• _Exercise directions_: Rewrite the lines starting at the one containing "Mark every instance of the waste" and ending at the one containing "x=297, y=247", replacing "waste inside bin" with "trash inside bin" and keeping everything else the same.

• _Photo object pointing lines_:

-.-.-

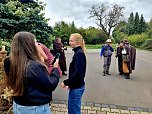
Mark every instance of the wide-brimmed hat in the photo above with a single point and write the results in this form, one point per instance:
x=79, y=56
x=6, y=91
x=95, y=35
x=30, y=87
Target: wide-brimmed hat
x=108, y=41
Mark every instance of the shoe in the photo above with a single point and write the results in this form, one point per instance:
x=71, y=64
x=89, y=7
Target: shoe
x=108, y=74
x=64, y=73
x=120, y=73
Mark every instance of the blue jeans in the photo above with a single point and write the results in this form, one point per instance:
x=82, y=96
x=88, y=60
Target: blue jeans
x=42, y=109
x=74, y=100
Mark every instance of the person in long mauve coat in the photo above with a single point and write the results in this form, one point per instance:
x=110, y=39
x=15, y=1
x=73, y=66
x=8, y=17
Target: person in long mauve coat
x=132, y=57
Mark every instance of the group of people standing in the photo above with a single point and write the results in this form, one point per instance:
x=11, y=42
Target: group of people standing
x=32, y=77
x=126, y=54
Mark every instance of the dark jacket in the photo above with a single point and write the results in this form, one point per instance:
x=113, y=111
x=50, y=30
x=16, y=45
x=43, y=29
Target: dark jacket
x=77, y=69
x=38, y=85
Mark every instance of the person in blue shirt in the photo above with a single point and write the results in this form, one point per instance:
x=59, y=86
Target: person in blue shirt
x=106, y=52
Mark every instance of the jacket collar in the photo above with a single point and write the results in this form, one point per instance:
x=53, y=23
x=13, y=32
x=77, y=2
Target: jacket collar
x=76, y=48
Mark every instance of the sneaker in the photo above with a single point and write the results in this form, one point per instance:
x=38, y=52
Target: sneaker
x=108, y=74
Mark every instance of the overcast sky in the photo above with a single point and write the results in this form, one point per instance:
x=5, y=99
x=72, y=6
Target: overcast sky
x=77, y=10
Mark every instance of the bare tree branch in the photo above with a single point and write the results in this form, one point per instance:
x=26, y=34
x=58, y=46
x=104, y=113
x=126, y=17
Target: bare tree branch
x=107, y=17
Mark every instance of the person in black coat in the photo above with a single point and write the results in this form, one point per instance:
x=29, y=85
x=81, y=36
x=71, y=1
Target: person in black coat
x=28, y=77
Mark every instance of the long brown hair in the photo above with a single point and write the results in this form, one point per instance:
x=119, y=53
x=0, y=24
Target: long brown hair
x=23, y=49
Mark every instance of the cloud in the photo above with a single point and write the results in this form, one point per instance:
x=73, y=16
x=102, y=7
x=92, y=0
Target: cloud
x=78, y=10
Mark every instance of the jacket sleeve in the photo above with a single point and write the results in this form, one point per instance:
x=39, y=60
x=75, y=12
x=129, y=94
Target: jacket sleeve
x=7, y=64
x=40, y=77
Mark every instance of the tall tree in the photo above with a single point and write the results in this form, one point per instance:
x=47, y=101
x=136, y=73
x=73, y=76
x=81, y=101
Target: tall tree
x=107, y=17
x=23, y=15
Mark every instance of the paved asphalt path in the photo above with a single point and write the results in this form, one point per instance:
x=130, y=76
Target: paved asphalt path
x=136, y=92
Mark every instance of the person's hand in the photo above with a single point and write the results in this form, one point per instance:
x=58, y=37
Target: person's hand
x=56, y=64
x=62, y=85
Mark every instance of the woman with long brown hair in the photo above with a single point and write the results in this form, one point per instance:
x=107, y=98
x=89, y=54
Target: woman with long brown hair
x=28, y=77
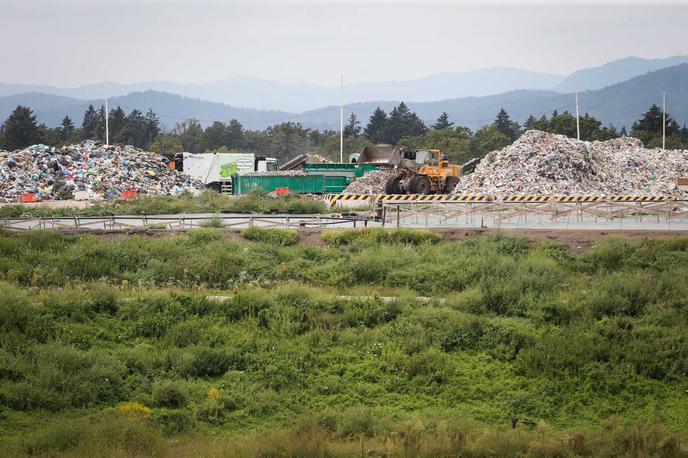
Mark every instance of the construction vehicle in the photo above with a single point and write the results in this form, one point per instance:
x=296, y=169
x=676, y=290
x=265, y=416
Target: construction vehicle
x=423, y=172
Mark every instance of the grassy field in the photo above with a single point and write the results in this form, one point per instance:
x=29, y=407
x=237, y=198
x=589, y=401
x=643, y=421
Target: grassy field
x=207, y=344
x=208, y=202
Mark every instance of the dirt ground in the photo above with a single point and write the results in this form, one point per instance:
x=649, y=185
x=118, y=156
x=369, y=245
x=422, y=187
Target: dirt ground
x=577, y=240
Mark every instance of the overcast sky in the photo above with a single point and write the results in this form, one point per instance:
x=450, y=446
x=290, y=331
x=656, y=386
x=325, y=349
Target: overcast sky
x=71, y=43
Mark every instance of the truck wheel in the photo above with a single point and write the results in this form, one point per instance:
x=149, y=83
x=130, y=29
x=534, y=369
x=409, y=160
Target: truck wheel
x=450, y=184
x=420, y=184
x=393, y=185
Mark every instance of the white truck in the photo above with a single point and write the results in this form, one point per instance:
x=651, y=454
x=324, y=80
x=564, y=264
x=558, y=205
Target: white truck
x=215, y=170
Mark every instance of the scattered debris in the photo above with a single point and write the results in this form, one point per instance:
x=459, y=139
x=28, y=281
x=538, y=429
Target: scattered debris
x=371, y=183
x=540, y=163
x=88, y=170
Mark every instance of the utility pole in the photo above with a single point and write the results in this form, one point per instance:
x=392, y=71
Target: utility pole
x=341, y=119
x=664, y=120
x=107, y=114
x=577, y=118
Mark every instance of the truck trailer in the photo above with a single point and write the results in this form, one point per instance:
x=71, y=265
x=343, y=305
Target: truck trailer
x=215, y=170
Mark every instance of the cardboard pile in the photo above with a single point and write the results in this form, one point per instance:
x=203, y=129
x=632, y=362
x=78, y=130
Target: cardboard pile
x=89, y=170
x=540, y=163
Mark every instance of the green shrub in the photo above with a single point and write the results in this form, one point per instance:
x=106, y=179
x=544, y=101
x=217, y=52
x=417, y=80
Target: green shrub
x=279, y=237
x=355, y=422
x=173, y=422
x=343, y=237
x=60, y=377
x=169, y=394
x=214, y=222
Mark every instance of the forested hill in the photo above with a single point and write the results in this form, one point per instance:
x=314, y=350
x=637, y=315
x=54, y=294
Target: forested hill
x=619, y=105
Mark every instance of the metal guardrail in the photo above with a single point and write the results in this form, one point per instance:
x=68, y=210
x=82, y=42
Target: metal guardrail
x=610, y=213
x=453, y=198
x=237, y=221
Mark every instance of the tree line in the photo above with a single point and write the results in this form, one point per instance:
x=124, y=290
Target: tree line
x=285, y=140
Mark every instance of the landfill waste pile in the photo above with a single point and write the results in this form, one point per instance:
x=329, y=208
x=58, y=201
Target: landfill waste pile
x=288, y=173
x=540, y=163
x=89, y=170
x=371, y=183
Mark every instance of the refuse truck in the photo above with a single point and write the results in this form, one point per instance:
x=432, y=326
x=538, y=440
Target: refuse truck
x=216, y=170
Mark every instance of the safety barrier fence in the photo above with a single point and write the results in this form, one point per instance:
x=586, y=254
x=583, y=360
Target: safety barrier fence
x=182, y=222
x=584, y=212
x=440, y=198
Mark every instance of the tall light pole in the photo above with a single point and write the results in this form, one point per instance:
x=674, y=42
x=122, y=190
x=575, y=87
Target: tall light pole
x=577, y=117
x=107, y=114
x=663, y=120
x=341, y=119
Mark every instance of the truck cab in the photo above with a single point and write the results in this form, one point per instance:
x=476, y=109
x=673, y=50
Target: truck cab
x=216, y=170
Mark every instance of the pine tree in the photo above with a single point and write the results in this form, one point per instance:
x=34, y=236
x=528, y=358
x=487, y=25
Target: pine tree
x=652, y=122
x=352, y=128
x=66, y=128
x=376, y=130
x=216, y=135
x=235, y=134
x=116, y=125
x=20, y=129
x=442, y=122
x=402, y=123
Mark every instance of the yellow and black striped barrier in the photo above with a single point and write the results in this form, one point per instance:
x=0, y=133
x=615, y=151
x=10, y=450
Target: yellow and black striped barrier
x=404, y=198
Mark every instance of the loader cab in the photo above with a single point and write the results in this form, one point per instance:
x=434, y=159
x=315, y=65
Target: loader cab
x=432, y=158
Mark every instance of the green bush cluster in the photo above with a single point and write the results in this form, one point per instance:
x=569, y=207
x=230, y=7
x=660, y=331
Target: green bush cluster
x=279, y=237
x=208, y=202
x=486, y=329
x=375, y=236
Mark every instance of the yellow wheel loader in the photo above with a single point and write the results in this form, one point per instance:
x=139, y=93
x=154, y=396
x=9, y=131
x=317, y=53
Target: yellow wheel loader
x=429, y=172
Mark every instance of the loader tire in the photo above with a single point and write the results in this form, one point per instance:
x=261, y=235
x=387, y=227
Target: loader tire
x=420, y=184
x=393, y=185
x=450, y=184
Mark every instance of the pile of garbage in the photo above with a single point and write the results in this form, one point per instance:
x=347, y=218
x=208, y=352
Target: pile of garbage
x=317, y=159
x=540, y=163
x=89, y=170
x=288, y=173
x=371, y=183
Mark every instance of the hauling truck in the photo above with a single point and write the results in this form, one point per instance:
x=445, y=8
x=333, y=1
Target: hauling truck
x=425, y=172
x=216, y=170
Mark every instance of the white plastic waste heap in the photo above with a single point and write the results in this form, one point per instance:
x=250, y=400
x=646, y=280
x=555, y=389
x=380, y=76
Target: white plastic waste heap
x=540, y=163
x=89, y=168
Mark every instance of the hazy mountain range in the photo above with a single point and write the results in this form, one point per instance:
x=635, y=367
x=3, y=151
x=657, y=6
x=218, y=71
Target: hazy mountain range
x=616, y=93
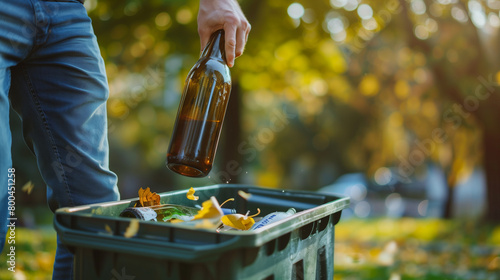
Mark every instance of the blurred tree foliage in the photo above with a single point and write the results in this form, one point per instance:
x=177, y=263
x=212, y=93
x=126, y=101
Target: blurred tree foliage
x=324, y=88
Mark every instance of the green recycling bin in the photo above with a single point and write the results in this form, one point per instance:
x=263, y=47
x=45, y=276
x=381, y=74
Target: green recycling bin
x=298, y=247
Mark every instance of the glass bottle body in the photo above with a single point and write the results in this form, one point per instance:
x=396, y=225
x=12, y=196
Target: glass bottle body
x=160, y=213
x=201, y=112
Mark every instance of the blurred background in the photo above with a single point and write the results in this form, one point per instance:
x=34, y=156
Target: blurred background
x=395, y=103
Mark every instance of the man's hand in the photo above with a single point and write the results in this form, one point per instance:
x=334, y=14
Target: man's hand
x=224, y=14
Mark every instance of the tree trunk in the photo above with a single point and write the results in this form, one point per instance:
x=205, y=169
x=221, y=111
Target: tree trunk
x=491, y=161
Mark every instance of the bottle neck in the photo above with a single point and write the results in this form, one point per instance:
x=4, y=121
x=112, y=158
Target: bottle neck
x=215, y=46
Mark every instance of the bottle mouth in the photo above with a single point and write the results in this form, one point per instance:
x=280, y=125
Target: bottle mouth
x=186, y=170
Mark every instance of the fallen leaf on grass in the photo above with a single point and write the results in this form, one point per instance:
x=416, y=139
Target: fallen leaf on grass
x=209, y=209
x=147, y=198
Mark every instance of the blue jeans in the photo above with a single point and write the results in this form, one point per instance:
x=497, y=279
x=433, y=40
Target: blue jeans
x=52, y=73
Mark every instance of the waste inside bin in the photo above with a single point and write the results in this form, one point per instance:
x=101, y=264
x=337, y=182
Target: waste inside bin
x=297, y=247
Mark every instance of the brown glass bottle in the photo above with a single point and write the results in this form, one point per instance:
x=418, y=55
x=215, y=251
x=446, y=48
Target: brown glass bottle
x=201, y=112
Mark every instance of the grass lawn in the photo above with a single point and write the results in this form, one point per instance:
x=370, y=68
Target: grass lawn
x=364, y=249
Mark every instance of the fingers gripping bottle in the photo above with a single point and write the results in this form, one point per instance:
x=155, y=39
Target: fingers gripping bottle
x=201, y=112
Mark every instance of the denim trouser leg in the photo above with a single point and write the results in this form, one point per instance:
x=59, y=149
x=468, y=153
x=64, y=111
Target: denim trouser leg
x=59, y=89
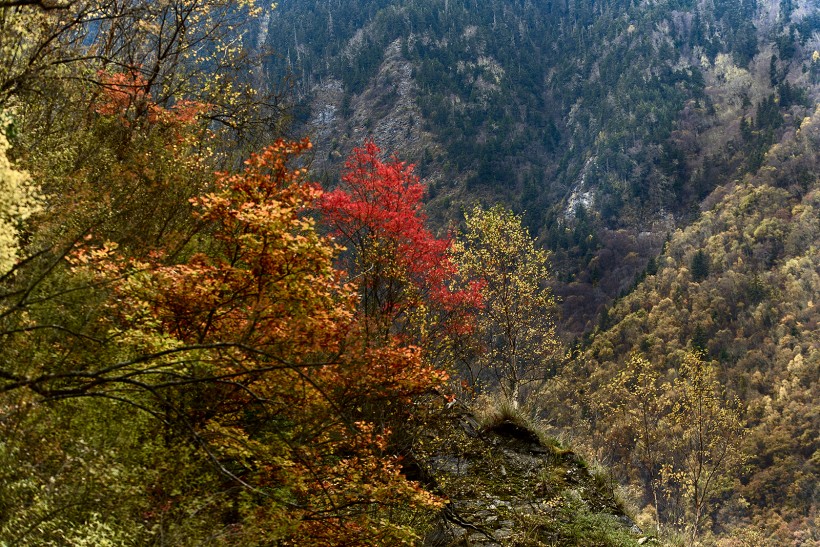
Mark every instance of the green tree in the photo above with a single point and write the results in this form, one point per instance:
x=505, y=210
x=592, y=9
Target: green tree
x=515, y=331
x=18, y=200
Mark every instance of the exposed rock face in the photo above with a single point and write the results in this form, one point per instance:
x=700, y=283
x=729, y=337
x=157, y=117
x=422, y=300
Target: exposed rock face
x=386, y=111
x=507, y=486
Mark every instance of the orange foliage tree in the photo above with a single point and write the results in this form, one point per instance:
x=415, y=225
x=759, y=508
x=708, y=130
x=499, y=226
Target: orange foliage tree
x=253, y=349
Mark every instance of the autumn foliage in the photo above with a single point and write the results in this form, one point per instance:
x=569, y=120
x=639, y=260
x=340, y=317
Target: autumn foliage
x=261, y=323
x=406, y=280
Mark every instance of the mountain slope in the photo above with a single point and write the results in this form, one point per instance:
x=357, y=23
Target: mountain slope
x=606, y=122
x=740, y=285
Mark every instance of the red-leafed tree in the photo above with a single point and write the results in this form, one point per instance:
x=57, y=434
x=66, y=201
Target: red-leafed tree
x=406, y=281
x=253, y=348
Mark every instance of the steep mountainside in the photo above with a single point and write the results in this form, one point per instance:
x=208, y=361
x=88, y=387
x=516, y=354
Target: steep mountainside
x=740, y=285
x=607, y=122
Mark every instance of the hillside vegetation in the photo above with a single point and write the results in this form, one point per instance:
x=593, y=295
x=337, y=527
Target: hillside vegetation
x=606, y=122
x=516, y=222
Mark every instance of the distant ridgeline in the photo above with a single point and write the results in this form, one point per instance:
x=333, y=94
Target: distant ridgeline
x=607, y=122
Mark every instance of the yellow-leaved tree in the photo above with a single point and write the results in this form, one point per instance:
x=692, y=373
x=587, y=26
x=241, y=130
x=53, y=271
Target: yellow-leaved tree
x=19, y=198
x=515, y=330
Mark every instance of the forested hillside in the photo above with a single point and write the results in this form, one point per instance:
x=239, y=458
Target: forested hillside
x=607, y=122
x=502, y=272
x=739, y=287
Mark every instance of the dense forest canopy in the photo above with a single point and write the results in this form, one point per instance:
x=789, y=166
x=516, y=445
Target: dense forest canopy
x=281, y=276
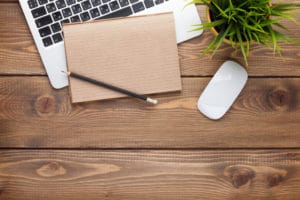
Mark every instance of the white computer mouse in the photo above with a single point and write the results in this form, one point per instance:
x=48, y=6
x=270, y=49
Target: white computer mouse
x=222, y=90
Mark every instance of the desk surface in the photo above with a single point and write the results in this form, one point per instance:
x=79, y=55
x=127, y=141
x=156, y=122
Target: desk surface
x=124, y=149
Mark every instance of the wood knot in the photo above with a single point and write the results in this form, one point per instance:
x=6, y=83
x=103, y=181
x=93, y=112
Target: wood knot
x=51, y=169
x=274, y=179
x=45, y=105
x=281, y=99
x=239, y=175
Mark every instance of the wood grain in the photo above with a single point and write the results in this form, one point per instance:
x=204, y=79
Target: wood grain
x=266, y=114
x=49, y=174
x=18, y=54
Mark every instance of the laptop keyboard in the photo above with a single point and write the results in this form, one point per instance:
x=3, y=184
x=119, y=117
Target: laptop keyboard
x=49, y=15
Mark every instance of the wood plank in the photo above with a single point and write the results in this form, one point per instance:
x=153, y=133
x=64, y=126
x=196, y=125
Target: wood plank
x=18, y=54
x=16, y=45
x=48, y=174
x=266, y=114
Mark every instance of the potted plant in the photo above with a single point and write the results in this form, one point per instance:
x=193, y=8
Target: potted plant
x=241, y=22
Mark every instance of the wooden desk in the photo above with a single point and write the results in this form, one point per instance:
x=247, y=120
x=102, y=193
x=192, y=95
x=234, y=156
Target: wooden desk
x=124, y=149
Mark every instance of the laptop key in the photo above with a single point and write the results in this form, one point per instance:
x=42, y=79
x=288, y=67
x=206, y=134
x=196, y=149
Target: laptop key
x=42, y=2
x=85, y=16
x=32, y=4
x=148, y=3
x=159, y=1
x=104, y=9
x=47, y=41
x=51, y=7
x=43, y=21
x=57, y=16
x=120, y=13
x=45, y=31
x=55, y=27
x=114, y=5
x=138, y=7
x=76, y=9
x=96, y=2
x=60, y=4
x=86, y=5
x=75, y=18
x=70, y=2
x=123, y=3
x=65, y=21
x=95, y=12
x=66, y=12
x=57, y=37
x=38, y=12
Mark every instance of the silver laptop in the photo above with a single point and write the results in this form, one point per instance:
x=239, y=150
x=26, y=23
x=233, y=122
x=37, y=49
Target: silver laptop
x=46, y=17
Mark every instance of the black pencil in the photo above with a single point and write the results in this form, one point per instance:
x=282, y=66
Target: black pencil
x=111, y=87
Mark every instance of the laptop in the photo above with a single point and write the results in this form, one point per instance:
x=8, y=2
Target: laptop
x=46, y=18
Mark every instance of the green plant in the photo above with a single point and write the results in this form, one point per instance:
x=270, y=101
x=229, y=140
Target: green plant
x=241, y=22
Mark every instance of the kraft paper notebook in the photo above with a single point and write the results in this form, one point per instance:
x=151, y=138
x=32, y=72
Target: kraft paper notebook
x=135, y=53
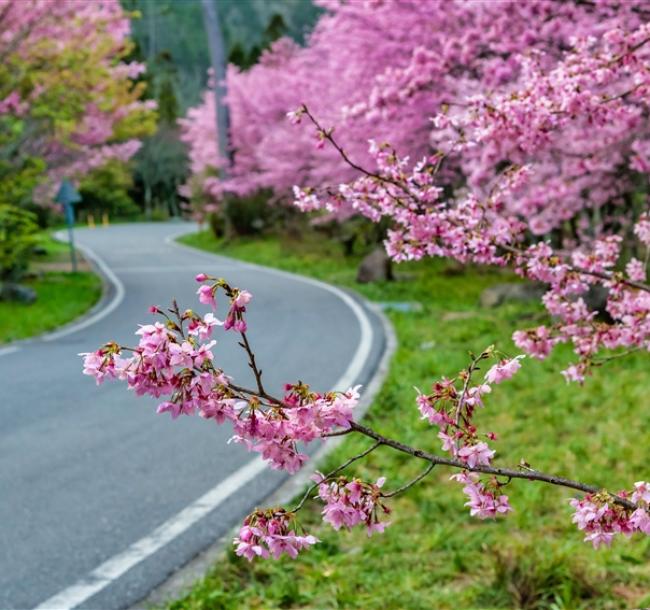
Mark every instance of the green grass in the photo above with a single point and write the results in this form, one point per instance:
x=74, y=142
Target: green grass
x=61, y=297
x=434, y=556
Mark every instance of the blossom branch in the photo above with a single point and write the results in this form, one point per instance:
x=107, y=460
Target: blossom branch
x=528, y=474
x=335, y=472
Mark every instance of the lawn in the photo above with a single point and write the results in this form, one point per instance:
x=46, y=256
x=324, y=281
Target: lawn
x=62, y=296
x=434, y=556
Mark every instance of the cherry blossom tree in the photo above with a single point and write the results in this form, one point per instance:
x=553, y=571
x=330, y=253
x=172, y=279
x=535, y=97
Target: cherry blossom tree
x=599, y=84
x=69, y=100
x=386, y=68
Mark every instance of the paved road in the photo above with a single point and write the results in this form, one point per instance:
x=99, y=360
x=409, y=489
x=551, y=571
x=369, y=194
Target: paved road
x=88, y=471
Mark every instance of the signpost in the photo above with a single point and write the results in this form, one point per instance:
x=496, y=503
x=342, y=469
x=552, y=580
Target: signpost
x=67, y=197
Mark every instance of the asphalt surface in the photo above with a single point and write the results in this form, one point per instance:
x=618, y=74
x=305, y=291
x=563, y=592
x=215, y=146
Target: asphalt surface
x=88, y=470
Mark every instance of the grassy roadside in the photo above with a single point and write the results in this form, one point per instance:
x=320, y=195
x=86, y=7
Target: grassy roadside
x=61, y=297
x=435, y=556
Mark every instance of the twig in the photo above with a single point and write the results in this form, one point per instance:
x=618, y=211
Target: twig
x=334, y=472
x=529, y=474
x=417, y=479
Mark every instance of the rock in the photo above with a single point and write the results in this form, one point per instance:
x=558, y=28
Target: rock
x=596, y=298
x=17, y=293
x=375, y=267
x=507, y=293
x=401, y=306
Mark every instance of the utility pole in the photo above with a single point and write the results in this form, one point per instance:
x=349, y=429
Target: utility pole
x=218, y=59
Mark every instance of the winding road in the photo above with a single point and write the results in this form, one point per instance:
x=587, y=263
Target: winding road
x=101, y=499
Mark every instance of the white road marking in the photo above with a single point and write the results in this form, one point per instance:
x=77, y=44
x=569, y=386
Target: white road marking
x=109, y=571
x=174, y=268
x=112, y=569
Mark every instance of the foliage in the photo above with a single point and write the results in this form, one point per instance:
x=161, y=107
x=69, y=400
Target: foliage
x=160, y=168
x=62, y=297
x=436, y=556
x=551, y=98
x=438, y=58
x=68, y=100
x=17, y=239
x=105, y=190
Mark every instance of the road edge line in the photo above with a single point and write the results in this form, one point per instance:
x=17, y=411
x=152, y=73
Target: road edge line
x=184, y=577
x=110, y=570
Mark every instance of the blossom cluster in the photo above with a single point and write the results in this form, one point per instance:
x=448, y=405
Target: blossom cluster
x=471, y=229
x=600, y=519
x=452, y=409
x=175, y=360
x=270, y=533
x=353, y=502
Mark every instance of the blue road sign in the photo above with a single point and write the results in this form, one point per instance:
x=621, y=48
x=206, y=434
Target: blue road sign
x=68, y=196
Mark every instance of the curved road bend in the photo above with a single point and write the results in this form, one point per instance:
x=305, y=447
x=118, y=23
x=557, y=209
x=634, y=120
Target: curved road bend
x=95, y=486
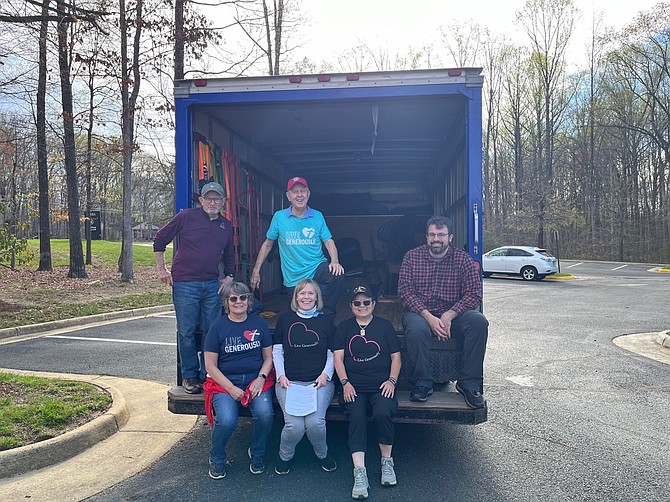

-.-.-

• _Task solution_:
Mark every instance of the trash inside bin in the photo above with a single point and write the results in this form, one point per instance:
x=101, y=264
x=337, y=182
Target: trash inside bin
x=297, y=247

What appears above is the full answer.